--- What needs to be done ---
For the entries below, count the lines containing "framework" and give only that number.

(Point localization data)
================
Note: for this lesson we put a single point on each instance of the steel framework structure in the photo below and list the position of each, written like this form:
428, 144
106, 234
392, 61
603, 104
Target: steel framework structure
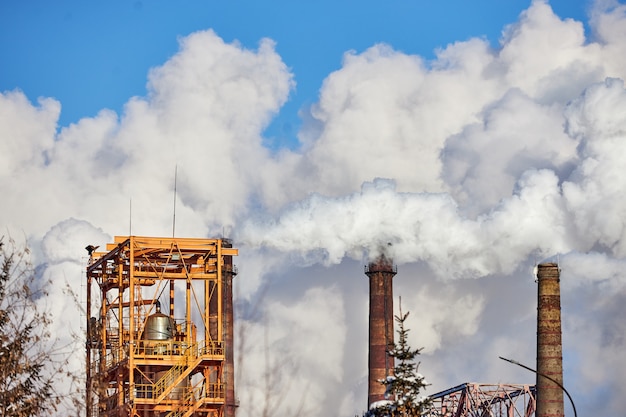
================
--- Answer area ---
2